| TAREFA PROPOSTA |
No texto sobre cinema mais abaixo, identifique todos os diretores e atores de cinema citados pelo nome.

| TEXTO |
»»

Devo ter assistido mil vezes a Running on empty (dir. Sidney Lumet, 1988, lançado no Brasil como O peso de um passado). E, quando eu tinha 14 anos, Gus Van Sant lançou seu My Own Private Idaho (1991, lançado no Brasil como Garotos de programa), com River Phoenix e Keanu Reeves nos papéis principais, filme que teve um impacto gigantesco sobre minha adolescência. A famosa cena da fogueira no deserto, quando as personagens de Phoenix e Reeves estavam já a caminho de Idaho, me dava calafrios de beleza. Devo ter gastado a fita VHS em que gravei, de forma caseira, o filme. Segundo historiadores do cinema, a cena foi a última a ser gravada, por insistência de River Phoenix. É a melhor cena do filme, talvez. Mal sabia que viria a ter conversas parecidas na minha própria vida mais tarde.
“I could love someone even if I wasn’t paid for it. I love you and you don’t pay me.” – “Eu poderia amar alguém sem ser pago por isso. Eu amo você e você não me paga” talvez esteja entre as falas mais pungentes, desesperadas, ridículas e belas que já ouvi no cinema. É como no poema “Rue de Seine”, de Jacques Prévert, em que o francês descreve a briga entre dois amantes que ele entreouve naquela rua parisiense: “Pierre eu quero saber tudo / me diz a verdade/ pergunta grandiosa e estúpida”.

««

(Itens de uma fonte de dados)

»»

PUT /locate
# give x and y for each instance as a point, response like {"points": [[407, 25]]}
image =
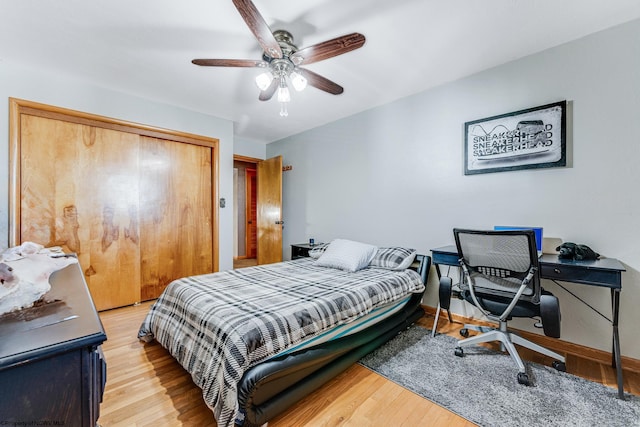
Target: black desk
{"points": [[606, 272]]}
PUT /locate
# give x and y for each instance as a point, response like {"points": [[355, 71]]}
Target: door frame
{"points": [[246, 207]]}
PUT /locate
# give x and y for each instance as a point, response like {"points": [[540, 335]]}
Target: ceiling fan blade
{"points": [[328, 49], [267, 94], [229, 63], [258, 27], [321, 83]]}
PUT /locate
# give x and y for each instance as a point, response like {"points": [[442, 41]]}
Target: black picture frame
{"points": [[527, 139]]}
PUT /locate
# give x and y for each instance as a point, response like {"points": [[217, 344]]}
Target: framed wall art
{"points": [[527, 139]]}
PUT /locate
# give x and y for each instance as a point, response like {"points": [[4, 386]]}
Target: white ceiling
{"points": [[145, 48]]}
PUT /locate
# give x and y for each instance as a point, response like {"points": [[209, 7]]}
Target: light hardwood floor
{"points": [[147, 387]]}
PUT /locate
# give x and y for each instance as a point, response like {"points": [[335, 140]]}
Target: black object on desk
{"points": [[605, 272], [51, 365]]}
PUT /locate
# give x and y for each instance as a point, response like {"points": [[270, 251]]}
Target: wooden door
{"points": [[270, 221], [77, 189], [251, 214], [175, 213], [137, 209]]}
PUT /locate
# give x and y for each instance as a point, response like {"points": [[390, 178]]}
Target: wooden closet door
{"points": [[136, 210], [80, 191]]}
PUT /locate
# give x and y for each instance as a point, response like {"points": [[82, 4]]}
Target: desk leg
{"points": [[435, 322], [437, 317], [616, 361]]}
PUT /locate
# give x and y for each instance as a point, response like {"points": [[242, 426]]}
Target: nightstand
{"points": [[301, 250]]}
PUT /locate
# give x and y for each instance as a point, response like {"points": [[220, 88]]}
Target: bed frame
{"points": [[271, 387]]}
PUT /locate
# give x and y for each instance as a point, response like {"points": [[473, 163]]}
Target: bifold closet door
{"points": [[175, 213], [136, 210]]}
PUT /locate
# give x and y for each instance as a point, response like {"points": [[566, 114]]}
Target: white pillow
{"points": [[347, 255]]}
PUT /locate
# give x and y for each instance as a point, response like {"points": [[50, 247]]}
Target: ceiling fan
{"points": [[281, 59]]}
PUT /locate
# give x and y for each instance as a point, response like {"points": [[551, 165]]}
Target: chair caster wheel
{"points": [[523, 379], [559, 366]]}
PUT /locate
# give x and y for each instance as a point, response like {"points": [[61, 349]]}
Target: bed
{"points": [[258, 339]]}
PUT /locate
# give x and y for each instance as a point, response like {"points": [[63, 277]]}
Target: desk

««
»»

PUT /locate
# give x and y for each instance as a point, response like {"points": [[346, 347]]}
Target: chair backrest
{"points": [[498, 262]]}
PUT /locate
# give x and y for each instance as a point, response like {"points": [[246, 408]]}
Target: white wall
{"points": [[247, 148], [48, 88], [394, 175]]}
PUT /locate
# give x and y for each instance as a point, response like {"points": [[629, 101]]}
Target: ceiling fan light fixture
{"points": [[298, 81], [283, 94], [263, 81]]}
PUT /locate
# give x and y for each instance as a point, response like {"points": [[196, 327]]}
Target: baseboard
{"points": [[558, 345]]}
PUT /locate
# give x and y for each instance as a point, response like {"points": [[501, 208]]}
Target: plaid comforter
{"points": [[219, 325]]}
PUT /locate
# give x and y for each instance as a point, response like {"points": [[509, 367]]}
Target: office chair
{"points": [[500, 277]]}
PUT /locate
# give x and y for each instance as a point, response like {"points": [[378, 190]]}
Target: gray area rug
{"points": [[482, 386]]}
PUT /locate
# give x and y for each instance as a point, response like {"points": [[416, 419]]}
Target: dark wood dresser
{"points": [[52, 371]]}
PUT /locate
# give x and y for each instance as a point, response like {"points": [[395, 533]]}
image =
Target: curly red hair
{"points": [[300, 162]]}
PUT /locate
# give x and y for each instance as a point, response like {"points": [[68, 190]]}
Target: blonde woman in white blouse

««
»»

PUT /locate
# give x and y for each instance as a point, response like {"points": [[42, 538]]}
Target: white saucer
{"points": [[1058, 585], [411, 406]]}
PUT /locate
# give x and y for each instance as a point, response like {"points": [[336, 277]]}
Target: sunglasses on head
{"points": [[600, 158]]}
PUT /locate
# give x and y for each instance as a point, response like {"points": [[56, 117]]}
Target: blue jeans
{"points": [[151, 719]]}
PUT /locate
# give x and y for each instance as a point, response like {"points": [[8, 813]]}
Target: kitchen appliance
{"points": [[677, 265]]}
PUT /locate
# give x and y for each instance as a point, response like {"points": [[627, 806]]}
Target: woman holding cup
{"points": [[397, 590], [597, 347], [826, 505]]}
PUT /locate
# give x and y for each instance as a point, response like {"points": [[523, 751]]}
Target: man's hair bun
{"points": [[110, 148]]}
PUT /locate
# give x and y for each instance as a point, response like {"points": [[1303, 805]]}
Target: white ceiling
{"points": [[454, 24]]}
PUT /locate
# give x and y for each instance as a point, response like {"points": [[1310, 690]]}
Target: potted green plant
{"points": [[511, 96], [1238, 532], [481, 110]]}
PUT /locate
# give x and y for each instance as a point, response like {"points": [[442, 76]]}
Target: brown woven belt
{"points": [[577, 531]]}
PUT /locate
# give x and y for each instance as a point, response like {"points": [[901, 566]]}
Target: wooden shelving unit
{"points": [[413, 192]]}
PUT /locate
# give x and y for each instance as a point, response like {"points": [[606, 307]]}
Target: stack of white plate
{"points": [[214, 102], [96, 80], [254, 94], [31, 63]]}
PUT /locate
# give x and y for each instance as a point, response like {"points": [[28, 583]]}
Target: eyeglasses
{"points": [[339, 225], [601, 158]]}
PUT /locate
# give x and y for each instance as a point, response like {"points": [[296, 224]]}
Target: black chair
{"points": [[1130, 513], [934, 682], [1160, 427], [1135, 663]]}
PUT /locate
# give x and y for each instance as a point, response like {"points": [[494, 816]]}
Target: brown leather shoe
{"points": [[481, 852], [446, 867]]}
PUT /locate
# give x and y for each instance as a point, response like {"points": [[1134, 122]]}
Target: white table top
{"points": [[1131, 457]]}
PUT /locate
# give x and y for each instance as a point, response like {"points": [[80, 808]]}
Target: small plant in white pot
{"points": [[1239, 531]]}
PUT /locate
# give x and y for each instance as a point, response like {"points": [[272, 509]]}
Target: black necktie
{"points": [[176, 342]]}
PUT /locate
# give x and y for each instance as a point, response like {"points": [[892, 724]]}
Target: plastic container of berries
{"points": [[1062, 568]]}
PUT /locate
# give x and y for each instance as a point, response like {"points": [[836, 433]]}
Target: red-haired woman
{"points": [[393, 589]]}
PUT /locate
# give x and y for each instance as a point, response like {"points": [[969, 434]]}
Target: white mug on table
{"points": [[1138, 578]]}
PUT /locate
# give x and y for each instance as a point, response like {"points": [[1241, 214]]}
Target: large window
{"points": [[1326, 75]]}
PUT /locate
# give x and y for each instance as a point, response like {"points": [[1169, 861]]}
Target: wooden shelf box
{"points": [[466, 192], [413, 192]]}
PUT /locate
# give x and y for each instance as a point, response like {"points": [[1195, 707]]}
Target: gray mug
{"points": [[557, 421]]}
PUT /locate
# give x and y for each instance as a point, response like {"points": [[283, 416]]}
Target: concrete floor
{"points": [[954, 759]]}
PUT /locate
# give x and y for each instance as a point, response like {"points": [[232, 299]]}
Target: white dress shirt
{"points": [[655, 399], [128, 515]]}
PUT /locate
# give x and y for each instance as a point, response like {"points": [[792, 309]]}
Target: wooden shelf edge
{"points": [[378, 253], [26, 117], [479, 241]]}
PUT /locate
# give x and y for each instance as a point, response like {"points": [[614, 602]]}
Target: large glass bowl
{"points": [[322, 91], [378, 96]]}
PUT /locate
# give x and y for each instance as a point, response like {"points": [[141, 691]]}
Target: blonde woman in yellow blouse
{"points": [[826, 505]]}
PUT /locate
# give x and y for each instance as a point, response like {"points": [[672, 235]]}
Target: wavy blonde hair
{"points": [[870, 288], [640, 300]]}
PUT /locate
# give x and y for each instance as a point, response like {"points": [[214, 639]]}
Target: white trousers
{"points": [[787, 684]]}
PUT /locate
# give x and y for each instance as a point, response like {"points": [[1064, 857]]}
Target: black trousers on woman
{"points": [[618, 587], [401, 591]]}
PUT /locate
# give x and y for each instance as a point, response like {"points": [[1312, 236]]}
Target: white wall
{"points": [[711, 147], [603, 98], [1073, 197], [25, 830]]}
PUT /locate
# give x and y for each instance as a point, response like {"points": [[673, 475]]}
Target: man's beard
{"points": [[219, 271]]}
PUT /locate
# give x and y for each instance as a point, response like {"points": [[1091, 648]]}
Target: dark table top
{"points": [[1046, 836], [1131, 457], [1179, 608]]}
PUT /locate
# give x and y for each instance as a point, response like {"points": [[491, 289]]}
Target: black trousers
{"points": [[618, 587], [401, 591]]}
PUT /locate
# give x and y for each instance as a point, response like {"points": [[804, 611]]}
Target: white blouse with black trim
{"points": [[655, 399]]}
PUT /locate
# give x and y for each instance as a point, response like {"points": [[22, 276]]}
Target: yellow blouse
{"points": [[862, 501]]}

««

| RESPOSTA DO EXERCÍCIO |
Sidney Lumet, Gus Van Sant, River Phoenix e Keanu Reeves.